EXERCISE INSTRUCTIONS: Using the records that appear below, write out exactly the lines from the one with "Could you locate the stone beach" through the one with "Could you locate the bridge roadway", keeping both end lines.

DATA PROVIDED:
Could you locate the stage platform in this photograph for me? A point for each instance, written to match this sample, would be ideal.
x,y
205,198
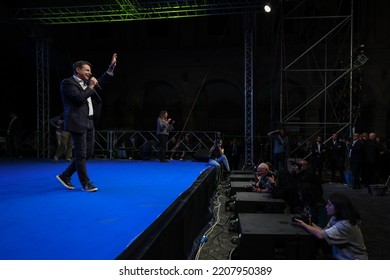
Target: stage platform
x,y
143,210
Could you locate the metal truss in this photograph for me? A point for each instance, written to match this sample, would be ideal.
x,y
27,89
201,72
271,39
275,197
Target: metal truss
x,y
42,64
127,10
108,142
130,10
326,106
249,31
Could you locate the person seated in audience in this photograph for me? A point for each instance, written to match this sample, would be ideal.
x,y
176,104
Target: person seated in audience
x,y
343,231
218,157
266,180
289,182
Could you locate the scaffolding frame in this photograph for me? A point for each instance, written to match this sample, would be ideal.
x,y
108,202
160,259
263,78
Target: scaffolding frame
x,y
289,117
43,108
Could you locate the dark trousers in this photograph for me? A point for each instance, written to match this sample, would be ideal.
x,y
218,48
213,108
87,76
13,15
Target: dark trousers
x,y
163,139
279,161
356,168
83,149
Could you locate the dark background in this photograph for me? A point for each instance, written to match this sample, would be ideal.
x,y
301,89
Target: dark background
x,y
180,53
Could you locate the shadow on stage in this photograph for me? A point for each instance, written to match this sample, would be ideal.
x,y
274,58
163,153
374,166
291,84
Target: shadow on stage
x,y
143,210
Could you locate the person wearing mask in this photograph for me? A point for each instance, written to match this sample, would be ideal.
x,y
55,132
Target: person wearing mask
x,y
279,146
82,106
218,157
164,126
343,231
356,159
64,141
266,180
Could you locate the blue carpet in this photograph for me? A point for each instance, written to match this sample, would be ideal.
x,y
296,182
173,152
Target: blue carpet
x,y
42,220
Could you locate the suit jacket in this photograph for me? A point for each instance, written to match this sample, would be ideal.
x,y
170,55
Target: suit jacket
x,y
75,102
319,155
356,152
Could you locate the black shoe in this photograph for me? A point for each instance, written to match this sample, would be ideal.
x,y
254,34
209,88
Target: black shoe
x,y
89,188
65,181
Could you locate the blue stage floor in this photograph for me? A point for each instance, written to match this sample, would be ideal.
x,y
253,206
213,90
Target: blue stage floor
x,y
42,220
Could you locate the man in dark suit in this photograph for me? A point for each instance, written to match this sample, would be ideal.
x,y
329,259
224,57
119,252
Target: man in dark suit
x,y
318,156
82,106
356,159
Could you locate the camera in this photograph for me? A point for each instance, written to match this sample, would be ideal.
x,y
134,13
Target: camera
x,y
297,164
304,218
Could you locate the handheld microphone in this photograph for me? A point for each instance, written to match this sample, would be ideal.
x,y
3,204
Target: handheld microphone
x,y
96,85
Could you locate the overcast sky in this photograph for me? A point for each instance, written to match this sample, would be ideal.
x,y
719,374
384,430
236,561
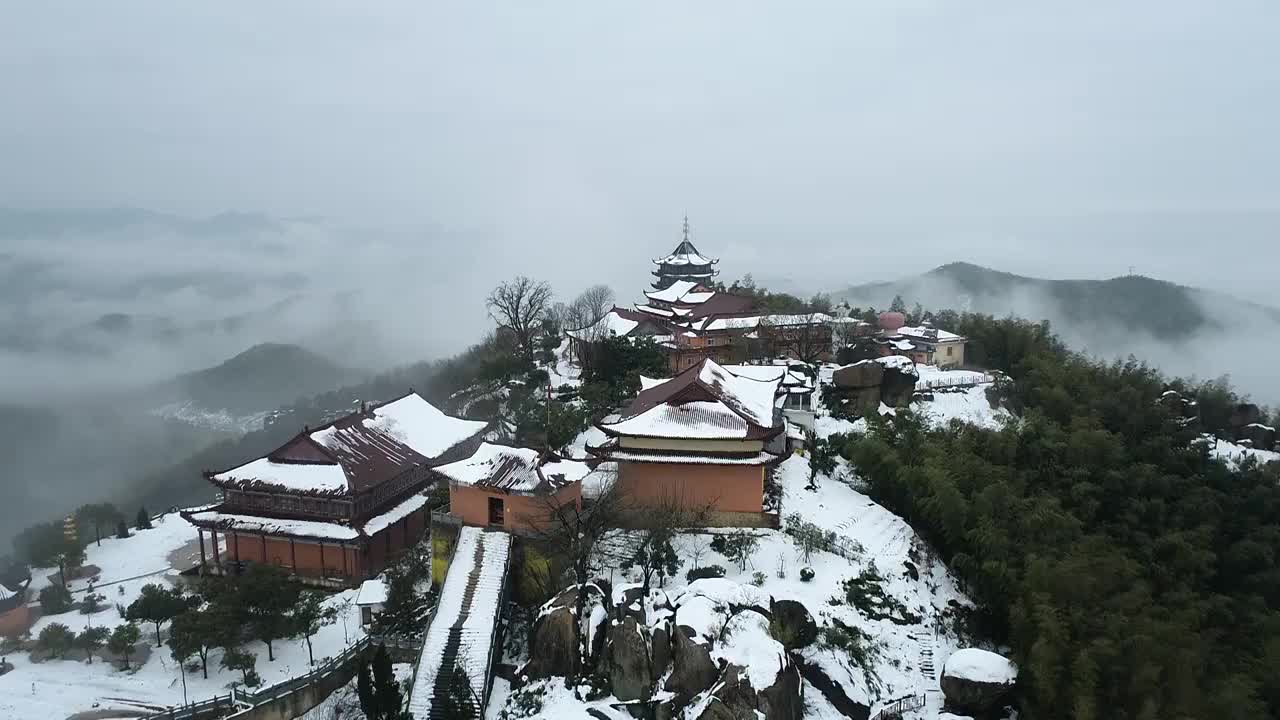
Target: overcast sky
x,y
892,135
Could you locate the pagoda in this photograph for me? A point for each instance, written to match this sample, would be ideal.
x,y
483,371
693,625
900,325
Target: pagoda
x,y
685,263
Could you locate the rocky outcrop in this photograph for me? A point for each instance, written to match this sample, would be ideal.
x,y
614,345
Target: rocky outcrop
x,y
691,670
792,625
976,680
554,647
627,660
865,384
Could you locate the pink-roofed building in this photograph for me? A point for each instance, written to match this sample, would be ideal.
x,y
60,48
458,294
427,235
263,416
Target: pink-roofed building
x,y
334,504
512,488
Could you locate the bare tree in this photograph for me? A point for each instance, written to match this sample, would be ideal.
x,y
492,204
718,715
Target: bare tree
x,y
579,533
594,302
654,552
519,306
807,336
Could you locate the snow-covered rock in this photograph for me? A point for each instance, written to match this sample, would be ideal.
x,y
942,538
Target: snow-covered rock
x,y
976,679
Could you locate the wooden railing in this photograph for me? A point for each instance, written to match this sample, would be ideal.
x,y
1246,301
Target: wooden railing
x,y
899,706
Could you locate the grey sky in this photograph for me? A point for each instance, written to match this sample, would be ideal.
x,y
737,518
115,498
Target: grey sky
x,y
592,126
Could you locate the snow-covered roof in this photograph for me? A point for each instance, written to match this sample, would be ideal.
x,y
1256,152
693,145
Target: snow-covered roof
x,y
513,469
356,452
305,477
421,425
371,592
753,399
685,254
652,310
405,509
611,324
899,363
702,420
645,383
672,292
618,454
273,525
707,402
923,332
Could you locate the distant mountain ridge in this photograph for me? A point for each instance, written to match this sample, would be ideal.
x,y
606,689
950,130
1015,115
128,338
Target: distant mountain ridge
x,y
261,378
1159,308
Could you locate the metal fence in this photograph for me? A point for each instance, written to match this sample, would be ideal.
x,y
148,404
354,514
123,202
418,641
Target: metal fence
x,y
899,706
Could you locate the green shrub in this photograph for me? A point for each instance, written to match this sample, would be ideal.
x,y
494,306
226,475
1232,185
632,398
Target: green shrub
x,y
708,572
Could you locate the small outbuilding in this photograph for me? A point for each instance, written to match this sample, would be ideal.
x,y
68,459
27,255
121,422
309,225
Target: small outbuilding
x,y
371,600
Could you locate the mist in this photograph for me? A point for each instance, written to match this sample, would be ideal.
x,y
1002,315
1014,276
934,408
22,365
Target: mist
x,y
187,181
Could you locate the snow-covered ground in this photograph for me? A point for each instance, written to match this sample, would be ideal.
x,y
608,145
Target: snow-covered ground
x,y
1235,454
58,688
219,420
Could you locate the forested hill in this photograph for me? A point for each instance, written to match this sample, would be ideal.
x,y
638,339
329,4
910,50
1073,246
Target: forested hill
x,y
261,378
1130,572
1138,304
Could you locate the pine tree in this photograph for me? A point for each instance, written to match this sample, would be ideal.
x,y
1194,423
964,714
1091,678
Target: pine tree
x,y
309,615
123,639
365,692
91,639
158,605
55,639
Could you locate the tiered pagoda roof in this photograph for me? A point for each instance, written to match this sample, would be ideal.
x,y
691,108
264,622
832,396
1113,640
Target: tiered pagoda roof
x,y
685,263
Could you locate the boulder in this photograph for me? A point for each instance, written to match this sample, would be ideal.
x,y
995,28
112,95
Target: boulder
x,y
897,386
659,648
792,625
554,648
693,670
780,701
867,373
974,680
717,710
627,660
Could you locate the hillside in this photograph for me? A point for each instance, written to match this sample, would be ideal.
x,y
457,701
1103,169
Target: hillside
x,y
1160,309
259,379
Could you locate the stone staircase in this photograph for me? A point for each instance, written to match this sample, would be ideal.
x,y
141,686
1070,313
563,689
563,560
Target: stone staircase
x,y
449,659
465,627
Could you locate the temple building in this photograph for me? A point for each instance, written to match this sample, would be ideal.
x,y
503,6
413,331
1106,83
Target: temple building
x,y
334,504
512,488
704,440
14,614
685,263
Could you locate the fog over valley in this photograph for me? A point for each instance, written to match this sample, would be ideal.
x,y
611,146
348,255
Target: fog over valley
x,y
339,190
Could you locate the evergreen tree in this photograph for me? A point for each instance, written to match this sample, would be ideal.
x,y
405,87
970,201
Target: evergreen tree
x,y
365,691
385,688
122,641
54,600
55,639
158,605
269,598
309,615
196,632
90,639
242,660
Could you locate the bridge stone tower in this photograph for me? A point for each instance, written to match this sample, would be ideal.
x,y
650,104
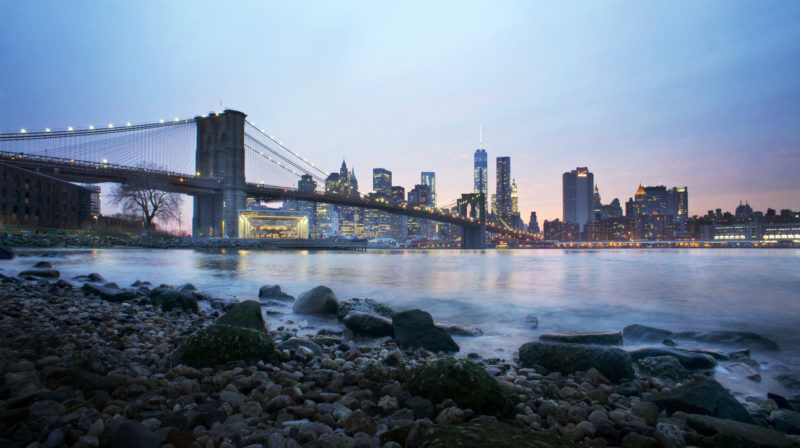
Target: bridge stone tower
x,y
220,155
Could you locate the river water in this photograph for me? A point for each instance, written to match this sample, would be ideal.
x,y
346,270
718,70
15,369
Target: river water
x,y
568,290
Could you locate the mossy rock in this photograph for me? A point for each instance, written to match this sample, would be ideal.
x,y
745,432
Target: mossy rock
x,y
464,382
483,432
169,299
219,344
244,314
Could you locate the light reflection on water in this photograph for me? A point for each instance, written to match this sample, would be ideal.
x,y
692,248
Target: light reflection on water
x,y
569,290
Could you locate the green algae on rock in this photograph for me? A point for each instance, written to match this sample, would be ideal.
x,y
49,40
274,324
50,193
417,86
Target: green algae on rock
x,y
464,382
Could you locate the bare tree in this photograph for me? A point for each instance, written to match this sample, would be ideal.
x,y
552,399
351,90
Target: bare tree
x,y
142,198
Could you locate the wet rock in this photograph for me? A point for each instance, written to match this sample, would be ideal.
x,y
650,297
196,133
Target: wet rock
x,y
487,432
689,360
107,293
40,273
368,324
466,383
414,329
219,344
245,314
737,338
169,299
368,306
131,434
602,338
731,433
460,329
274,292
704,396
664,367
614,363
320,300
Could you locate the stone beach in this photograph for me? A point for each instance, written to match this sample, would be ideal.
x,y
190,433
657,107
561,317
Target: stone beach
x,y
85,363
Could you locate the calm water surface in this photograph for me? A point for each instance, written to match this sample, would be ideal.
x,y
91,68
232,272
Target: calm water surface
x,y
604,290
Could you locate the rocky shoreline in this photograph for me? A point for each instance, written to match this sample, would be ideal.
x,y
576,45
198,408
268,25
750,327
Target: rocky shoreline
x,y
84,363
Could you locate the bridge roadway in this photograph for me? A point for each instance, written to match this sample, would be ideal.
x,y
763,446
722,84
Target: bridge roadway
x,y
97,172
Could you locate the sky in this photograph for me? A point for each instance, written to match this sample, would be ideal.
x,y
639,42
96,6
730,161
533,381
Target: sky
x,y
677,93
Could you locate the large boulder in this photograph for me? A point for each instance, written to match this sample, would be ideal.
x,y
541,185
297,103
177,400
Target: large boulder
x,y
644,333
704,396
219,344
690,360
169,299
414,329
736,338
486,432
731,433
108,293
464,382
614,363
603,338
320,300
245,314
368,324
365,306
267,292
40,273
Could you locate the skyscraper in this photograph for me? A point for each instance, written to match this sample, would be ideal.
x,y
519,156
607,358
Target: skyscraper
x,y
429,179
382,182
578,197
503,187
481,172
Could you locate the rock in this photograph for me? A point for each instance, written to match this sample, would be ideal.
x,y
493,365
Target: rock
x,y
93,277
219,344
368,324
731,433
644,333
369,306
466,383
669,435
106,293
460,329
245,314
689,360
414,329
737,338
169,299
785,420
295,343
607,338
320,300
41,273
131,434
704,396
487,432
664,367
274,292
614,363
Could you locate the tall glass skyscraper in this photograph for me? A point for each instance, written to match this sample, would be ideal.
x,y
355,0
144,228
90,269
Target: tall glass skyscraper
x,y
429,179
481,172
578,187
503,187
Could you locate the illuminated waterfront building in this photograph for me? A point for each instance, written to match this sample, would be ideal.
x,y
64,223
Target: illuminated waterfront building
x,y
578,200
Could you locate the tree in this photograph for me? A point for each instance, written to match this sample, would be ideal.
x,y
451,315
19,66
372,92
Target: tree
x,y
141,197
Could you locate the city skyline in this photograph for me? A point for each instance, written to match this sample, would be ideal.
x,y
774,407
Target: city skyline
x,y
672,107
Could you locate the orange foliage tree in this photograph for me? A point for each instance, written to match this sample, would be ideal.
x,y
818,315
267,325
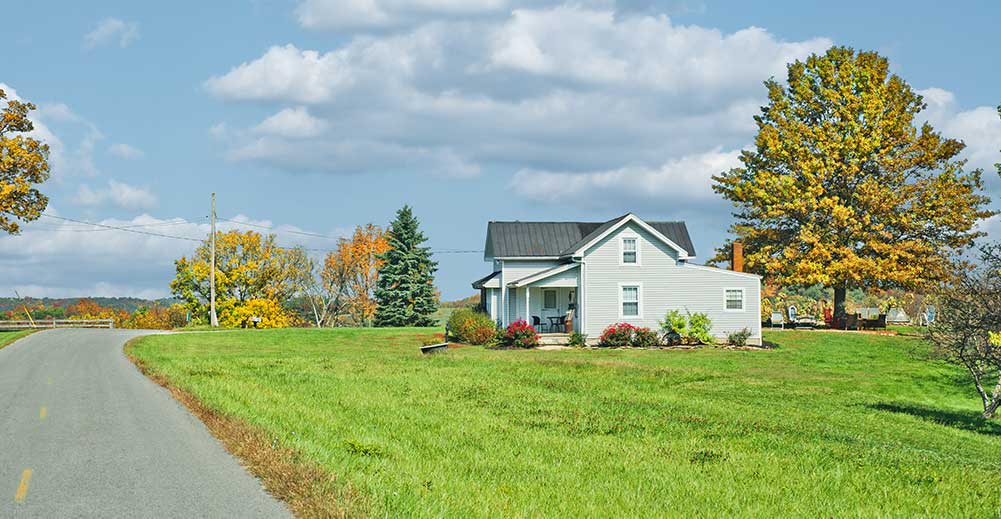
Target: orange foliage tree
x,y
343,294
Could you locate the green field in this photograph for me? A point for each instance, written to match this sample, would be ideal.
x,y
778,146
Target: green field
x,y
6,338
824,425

RESULT:
Could you locate the stone beach in this photograph for me? A point for each instance, written to match this sample, would be ideal.
x,y
190,433
657,107
561,317
Target: stone beach
x,y
85,363
Could you locate the calm water surface in this photograph for me? A point for each instance, written to match this sample, would be ideal.
x,y
91,68
232,272
Target: calm water surface
x,y
604,290
Could you locate the rocky shoreline in this photograph for me? A point for each instance, written to match this sample, would be ideal.
x,y
576,45
198,408
268,25
750,327
Target: rocky shoreline
x,y
84,363
Could you locate the bridge roadway in this photograph for me? A point for each instance, written to match this sample, would be ideal.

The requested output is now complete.